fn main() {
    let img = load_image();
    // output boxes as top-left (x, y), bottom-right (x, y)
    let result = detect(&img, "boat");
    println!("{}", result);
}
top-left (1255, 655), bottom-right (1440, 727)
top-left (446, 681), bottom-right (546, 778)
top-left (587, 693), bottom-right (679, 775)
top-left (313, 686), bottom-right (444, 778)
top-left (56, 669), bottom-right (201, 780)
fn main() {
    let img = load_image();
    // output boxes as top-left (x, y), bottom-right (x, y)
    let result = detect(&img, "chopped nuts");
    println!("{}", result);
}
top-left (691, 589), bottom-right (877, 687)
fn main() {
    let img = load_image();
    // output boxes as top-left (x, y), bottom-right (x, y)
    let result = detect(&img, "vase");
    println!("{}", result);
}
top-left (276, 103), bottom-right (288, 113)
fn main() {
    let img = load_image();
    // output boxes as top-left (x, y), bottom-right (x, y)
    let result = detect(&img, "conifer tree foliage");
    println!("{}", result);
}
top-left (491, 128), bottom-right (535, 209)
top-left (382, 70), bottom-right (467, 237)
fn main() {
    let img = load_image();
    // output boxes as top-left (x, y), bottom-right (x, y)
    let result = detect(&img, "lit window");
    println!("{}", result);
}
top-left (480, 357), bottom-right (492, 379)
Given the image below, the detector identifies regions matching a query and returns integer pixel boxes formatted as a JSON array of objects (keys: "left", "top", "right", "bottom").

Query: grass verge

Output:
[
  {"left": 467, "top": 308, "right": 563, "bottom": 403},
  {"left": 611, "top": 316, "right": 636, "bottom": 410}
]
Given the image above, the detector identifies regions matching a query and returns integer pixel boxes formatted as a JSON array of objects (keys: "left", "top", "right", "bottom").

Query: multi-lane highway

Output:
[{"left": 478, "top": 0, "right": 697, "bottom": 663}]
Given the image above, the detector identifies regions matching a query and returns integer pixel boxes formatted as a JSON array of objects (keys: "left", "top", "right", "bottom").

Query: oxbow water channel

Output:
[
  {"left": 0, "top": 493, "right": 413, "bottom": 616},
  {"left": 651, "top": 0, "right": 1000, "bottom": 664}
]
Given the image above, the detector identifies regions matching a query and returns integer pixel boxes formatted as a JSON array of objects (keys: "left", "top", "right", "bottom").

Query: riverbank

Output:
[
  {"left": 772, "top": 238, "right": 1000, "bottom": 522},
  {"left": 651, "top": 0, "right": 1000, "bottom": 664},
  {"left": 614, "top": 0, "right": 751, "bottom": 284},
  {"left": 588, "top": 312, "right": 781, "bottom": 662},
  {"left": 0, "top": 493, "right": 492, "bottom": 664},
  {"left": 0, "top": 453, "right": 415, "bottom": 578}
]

____

◆ Exercise brief
Copy out, character for character, the lines from the start of the entries through the line containing "top-left (1255, 655), bottom-right".

◆ Exercise output
fn main() {
    let img = load_image();
    // output boxes as top-left (x, y), bottom-right (x, y)
    let result = detect(&img, "boat");
    println!("{}", result);
}
top-left (1255, 655), bottom-right (1440, 727)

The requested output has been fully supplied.